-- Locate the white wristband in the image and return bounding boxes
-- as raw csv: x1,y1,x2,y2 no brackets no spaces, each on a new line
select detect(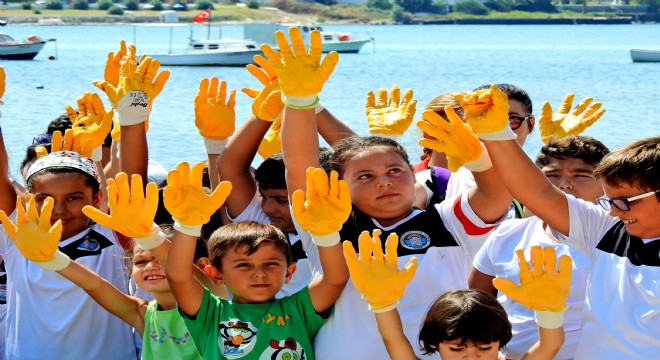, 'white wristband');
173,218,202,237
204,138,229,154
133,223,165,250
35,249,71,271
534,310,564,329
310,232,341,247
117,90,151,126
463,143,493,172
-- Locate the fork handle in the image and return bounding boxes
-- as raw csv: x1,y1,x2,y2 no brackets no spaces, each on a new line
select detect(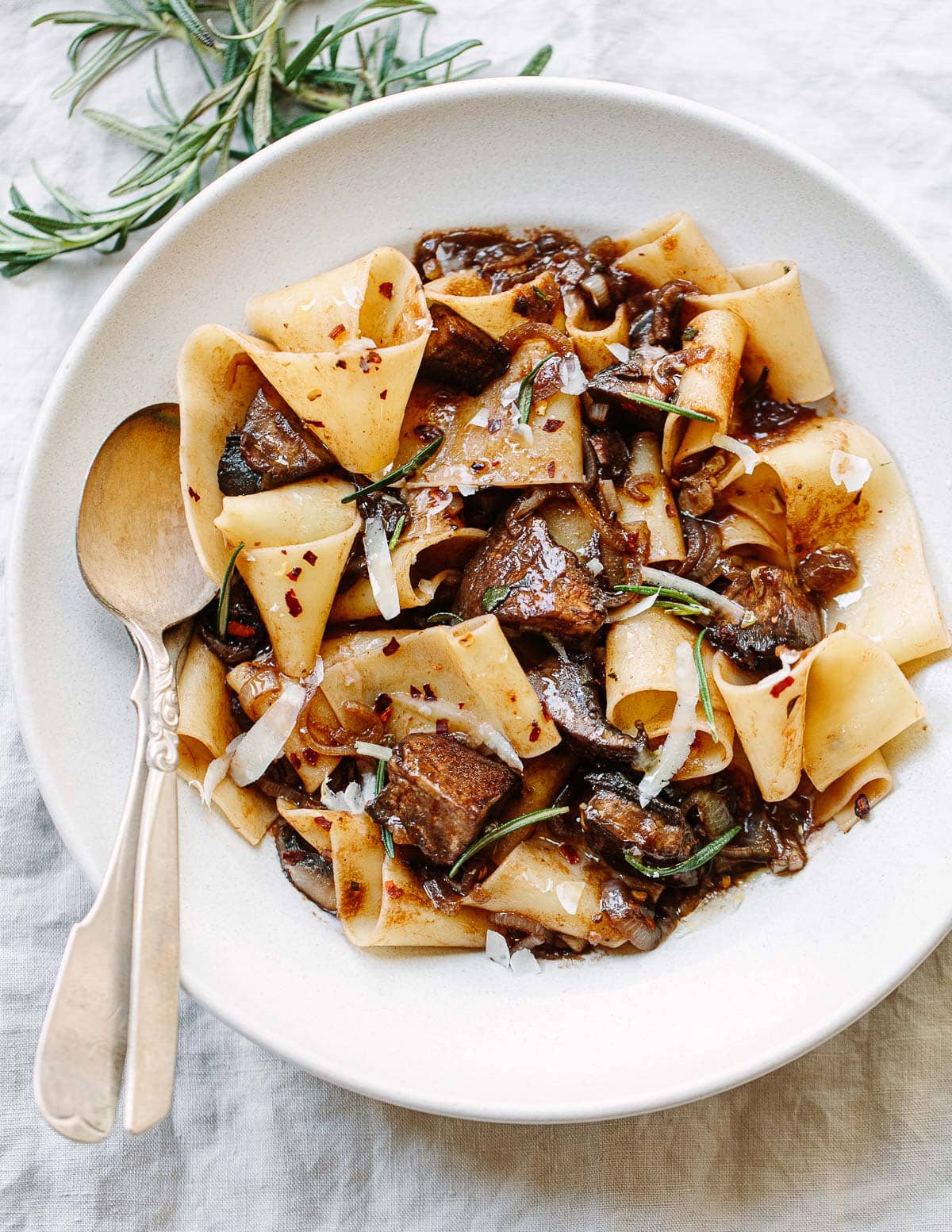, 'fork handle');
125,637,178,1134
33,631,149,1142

**Work to do**
How many lines in the items above contain the word "return"? Reply with the number alone.

**The response**
2